§ **WHAT TO WORK ON**
Find each line in the records that contains the string "door" and copy it out. Case counts.

[DATA start]

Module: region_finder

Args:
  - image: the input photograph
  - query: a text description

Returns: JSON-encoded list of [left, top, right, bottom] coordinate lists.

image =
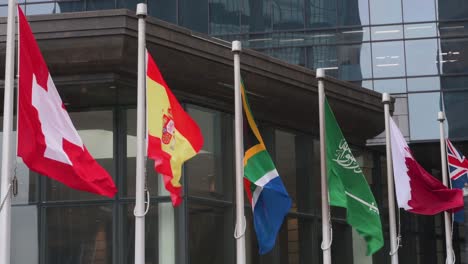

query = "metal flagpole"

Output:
[[0, 0, 16, 264], [315, 69, 332, 264], [134, 3, 147, 264], [437, 112, 455, 264], [382, 93, 398, 264], [232, 40, 246, 264]]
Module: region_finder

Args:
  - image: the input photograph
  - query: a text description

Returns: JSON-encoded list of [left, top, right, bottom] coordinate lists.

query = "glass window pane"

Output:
[[405, 23, 437, 39], [338, 27, 370, 43], [178, 0, 208, 33], [408, 93, 440, 140], [305, 0, 337, 28], [56, 0, 84, 13], [337, 43, 372, 81], [44, 205, 113, 264], [86, 0, 115, 10], [440, 38, 468, 73], [437, 0, 468, 20], [372, 41, 405, 78], [241, 0, 273, 32], [441, 76, 468, 90], [26, 3, 56, 16], [444, 91, 468, 138], [147, 0, 177, 24], [371, 25, 403, 40], [408, 77, 440, 92], [268, 47, 306, 66], [119, 202, 165, 264], [209, 0, 241, 35], [184, 106, 234, 200], [11, 206, 39, 264], [405, 39, 439, 76], [125, 109, 161, 197], [439, 21, 468, 37], [338, 0, 369, 26], [188, 202, 234, 264], [46, 111, 115, 201], [402, 0, 435, 23], [374, 78, 406, 93], [369, 0, 402, 25]]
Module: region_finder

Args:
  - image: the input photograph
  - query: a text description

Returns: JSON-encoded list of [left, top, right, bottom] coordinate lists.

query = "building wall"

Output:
[[0, 0, 468, 264]]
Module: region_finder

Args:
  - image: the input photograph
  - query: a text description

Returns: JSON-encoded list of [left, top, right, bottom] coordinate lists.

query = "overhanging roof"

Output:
[[0, 10, 390, 144]]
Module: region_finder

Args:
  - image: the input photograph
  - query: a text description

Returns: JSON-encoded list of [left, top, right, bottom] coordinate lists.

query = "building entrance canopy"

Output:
[[0, 10, 384, 145]]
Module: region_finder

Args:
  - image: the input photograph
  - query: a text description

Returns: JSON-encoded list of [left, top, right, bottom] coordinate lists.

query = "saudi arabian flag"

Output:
[[325, 99, 384, 255]]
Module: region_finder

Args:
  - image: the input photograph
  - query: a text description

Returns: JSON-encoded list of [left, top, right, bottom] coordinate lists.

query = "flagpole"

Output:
[[316, 68, 332, 264], [232, 40, 246, 264], [437, 112, 455, 264], [134, 3, 147, 264], [382, 93, 398, 264], [0, 0, 16, 263]]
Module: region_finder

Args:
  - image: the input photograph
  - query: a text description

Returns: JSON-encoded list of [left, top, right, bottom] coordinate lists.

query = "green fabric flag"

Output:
[[325, 99, 384, 255]]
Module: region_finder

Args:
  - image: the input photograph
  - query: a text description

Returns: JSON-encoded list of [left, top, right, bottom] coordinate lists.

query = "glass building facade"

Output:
[[0, 0, 468, 264]]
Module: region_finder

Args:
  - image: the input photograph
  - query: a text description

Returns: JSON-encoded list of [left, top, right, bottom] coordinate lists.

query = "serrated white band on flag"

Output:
[[390, 118, 413, 210]]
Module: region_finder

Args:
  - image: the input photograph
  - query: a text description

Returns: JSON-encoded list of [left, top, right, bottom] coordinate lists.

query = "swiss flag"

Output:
[[18, 6, 117, 197], [390, 118, 463, 215]]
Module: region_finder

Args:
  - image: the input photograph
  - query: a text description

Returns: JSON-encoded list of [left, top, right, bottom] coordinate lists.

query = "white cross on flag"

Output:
[[18, 6, 117, 197]]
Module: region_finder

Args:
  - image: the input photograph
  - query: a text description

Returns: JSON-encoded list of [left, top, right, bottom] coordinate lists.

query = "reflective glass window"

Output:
[[184, 105, 234, 200], [209, 0, 241, 35], [372, 41, 405, 78], [369, 0, 402, 25], [405, 39, 439, 76], [444, 91, 468, 138], [408, 93, 440, 140], [117, 0, 139, 11], [147, 0, 177, 24], [371, 25, 403, 40], [56, 0, 84, 13], [405, 23, 437, 39], [86, 0, 115, 10], [178, 0, 208, 33], [241, 0, 273, 32], [338, 27, 370, 43], [25, 3, 56, 16], [125, 109, 161, 197], [305, 0, 337, 28], [408, 77, 440, 92], [374, 78, 406, 93], [338, 0, 369, 26], [437, 0, 468, 20], [46, 110, 115, 201], [439, 21, 468, 37], [268, 47, 306, 66], [119, 202, 165, 264], [439, 38, 468, 73], [11, 206, 40, 264], [187, 202, 234, 264], [441, 76, 468, 90], [402, 0, 436, 23], [337, 43, 372, 81], [304, 30, 337, 45], [270, 0, 305, 30], [44, 205, 113, 264]]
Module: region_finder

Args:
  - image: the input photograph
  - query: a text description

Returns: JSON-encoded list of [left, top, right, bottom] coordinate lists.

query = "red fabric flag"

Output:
[[18, 6, 117, 197], [146, 52, 203, 206], [390, 118, 463, 215]]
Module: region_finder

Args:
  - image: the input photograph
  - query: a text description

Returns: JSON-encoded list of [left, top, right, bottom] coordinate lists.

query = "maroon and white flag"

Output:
[[390, 118, 463, 215], [18, 6, 117, 197]]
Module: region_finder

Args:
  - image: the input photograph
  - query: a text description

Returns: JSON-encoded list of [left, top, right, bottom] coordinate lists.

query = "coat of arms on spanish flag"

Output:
[[146, 52, 203, 206]]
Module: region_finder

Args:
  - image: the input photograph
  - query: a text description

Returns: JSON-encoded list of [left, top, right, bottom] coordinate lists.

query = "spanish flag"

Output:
[[146, 51, 203, 206]]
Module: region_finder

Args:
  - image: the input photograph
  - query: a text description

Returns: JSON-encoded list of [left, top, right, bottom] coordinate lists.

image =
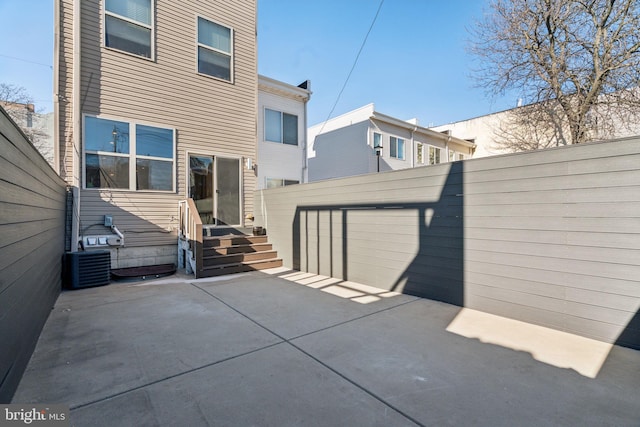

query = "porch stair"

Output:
[[197, 235, 282, 277]]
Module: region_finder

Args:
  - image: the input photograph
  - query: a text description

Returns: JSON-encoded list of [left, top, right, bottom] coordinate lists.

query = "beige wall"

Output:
[[59, 0, 257, 264]]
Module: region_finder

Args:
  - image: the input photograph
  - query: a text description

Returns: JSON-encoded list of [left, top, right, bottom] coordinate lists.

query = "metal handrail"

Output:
[[179, 198, 203, 278]]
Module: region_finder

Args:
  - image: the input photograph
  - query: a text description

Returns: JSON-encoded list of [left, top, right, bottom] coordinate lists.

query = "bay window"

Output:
[[104, 0, 153, 58]]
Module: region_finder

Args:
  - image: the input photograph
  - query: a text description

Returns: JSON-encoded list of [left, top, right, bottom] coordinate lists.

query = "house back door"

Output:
[[189, 155, 241, 225]]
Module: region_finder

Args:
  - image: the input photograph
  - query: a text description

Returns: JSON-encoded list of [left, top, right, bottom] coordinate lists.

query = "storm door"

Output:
[[189, 155, 241, 225]]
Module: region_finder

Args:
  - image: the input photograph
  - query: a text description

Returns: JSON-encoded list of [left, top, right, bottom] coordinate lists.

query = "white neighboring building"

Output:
[[429, 105, 640, 157], [256, 76, 311, 190], [307, 104, 475, 182]]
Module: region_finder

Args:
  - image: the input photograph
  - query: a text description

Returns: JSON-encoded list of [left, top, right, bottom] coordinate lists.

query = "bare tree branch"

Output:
[[0, 83, 53, 164], [470, 0, 640, 150]]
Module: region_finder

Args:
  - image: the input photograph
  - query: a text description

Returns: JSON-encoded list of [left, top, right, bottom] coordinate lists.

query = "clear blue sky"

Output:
[[0, 0, 516, 126]]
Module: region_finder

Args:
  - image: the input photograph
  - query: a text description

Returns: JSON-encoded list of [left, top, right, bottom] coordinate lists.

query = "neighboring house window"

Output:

[DATA end]

§ **RESPONSE TO THIS TASK**
query = "house back door"
query = "storm door"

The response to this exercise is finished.